Exercise goal >>
Extract every line of the entries below and copy each one word for word, with no changes.

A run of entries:
%%

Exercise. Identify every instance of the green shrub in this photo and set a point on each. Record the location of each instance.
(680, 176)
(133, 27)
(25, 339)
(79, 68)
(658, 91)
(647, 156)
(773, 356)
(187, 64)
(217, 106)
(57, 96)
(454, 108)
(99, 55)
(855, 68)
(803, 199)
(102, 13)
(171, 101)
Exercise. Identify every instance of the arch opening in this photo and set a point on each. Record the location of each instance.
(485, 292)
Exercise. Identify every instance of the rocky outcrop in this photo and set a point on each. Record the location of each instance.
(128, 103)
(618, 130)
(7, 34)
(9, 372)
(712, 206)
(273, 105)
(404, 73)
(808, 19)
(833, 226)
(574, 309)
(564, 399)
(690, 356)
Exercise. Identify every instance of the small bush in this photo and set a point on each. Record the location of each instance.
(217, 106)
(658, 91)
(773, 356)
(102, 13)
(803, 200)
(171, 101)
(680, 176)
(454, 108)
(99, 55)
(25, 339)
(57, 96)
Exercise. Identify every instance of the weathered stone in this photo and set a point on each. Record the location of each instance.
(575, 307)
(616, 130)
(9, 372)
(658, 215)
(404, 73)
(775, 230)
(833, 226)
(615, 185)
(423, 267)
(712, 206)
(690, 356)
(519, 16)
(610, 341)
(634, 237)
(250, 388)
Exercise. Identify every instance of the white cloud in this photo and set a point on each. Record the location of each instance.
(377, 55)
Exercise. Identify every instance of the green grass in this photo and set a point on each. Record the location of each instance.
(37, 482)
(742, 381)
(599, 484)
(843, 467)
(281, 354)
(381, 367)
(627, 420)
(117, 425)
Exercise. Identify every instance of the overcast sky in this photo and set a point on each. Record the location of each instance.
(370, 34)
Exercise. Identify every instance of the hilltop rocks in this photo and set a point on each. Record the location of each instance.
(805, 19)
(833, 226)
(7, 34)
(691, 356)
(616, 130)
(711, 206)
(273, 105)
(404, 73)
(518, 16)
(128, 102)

%%

In response >>
Exercise. Identify every instance of the green shrub in this photo and set a point on each. Record the location of each instance.
(680, 176)
(133, 27)
(25, 339)
(79, 68)
(658, 91)
(647, 156)
(773, 356)
(187, 64)
(217, 106)
(57, 96)
(454, 108)
(99, 55)
(855, 68)
(803, 199)
(102, 13)
(171, 101)
Exercise. Identify every instance of the arch opening in this photo and set a point on each. Record the location of each instance.
(485, 292)
Exercise. Identify every instance of the rocky outcrop in this photo and set a point on each. Record the location of each instance.
(128, 103)
(618, 130)
(7, 34)
(9, 372)
(712, 206)
(273, 105)
(404, 73)
(808, 19)
(833, 226)
(574, 309)
(564, 399)
(690, 356)
Exercise. Identify every instance of the small bush in this photo and set a point on each. Record the location of each instance.
(217, 106)
(658, 91)
(773, 356)
(102, 13)
(803, 200)
(171, 101)
(680, 176)
(454, 108)
(99, 55)
(25, 339)
(57, 96)
Exercise. Identify every instance of the weathered stone in this photo and set a point on each. Record the location of each instance.
(575, 307)
(616, 130)
(9, 372)
(658, 215)
(404, 73)
(775, 230)
(833, 226)
(615, 185)
(423, 267)
(712, 206)
(690, 356)
(519, 16)
(610, 341)
(634, 237)
(250, 388)
Exercise. Identify every instance of the white cloud in this photo and set a point on each. Record the location of each instance.
(377, 55)
Exercise. Identify every instance of the green grass in this photo and set a point on each. Record the location of each instance.
(37, 482)
(742, 381)
(599, 484)
(843, 467)
(281, 354)
(381, 367)
(627, 420)
(117, 425)
Exercise. Identify every instance of the overcast sky in this photo and set a point on each. Record the location of each instance.
(370, 34)
Exercise. Identify every instance of the hilltop rocks in this photo and set a point on each. Record the location of each instance.
(805, 19)
(833, 226)
(7, 34)
(691, 356)
(616, 130)
(711, 206)
(273, 105)
(404, 73)
(518, 16)
(128, 102)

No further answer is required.